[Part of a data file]
----
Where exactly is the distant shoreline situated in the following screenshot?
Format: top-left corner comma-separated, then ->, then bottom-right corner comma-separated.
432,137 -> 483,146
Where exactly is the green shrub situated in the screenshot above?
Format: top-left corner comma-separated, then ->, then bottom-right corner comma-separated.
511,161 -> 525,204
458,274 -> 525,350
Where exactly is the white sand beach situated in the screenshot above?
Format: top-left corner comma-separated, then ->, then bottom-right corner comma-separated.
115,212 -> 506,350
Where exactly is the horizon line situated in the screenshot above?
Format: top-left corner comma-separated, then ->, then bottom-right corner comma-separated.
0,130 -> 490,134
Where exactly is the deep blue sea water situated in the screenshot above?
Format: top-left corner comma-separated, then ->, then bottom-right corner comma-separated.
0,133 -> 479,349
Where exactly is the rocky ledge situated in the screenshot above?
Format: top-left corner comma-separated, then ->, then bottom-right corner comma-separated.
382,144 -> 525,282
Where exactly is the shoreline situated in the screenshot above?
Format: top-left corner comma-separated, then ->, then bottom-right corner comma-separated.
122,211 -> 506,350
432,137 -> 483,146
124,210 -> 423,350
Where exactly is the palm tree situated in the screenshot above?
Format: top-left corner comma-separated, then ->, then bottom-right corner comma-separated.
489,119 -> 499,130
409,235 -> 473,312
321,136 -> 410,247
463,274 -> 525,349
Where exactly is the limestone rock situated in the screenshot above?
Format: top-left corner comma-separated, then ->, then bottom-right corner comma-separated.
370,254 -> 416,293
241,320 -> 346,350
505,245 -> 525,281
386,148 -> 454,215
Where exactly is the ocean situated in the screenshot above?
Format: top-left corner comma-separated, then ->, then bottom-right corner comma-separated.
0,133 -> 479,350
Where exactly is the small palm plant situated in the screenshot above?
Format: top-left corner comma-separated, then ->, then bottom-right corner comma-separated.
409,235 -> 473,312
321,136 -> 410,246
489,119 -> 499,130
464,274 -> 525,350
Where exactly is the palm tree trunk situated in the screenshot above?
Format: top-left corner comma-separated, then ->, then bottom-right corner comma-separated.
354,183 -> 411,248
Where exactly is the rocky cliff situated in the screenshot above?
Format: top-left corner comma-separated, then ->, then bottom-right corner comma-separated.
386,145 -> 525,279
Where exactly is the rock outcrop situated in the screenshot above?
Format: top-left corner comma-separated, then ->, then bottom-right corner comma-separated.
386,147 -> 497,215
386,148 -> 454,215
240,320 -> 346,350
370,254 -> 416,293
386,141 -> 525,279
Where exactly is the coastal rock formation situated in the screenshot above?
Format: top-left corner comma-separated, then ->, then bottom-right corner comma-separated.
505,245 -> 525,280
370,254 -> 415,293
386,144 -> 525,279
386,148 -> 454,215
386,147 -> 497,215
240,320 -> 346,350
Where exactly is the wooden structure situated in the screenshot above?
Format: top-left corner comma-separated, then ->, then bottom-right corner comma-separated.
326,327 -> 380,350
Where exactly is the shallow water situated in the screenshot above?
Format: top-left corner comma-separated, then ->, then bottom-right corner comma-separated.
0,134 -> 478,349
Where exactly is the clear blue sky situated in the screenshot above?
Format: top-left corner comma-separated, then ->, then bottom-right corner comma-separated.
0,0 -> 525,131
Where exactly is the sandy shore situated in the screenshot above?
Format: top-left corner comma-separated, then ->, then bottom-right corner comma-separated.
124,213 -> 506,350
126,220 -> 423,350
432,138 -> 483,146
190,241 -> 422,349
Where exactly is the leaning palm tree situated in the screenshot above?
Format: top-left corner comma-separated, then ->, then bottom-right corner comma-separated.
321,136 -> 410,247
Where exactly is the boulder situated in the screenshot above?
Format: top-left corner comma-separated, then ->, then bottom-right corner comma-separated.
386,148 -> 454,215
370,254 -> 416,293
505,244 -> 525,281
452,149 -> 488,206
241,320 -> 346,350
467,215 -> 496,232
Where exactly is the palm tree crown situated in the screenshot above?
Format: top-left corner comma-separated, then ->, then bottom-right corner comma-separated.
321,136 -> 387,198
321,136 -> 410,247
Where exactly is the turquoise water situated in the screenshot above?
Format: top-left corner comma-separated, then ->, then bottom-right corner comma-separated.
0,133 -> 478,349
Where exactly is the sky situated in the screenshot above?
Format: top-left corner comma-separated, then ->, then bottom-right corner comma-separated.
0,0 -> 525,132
----
● Exercise directions
Render the records as a two-column CSV headed text and coordinates, starting with the line containing "Where exactly is the rock outcrop" and going on through the line containing "190,241 -> 422,349". Each row should pair a text with its coordinates, with every field quoted and line breaks replaced by spaces.

● Output below
text,coordinates
"Where exactly is the rock outcrop situated in the screenshot above? Format: top-left corner comma-separated, then ->, then bottom-right corner comma-separated.","386,147 -> 497,215 386,148 -> 454,215 240,320 -> 346,350 370,254 -> 416,293 386,141 -> 525,279"
"Where exactly is the coastal rock formation situated in the screenshot above? Format: top-left corner comma-separated, then ->, then bottom-right corner comma-separated.","505,245 -> 525,280 370,254 -> 415,293 386,144 -> 525,279 386,148 -> 454,215 386,147 -> 497,215 240,320 -> 346,350"
"Where exactly is the wooden structure situated in the screenshot above? Format: top-left corner comma-separated, then ->, then bottom-right corner comma-separated.","326,327 -> 380,350"
"Where exactly is the shallow water situated in the screenshot above? Format: top-left corner comma-separated, then ->, then bottom-right corner comma-separated.","0,134 -> 478,349"
"Where exactly is the clear blue sky situated in the screenshot above? Format: top-left corner comma-separated, then ->, then bottom-right corner comma-separated.","0,0 -> 525,131"
"Where exactly is the sandy shore situated in the screenshot above? Format: top-left corner comma-separated, then ->, then bottom-right corner comma-separated.","124,213 -> 506,350 126,220 -> 423,350 432,138 -> 483,146 190,241 -> 422,349"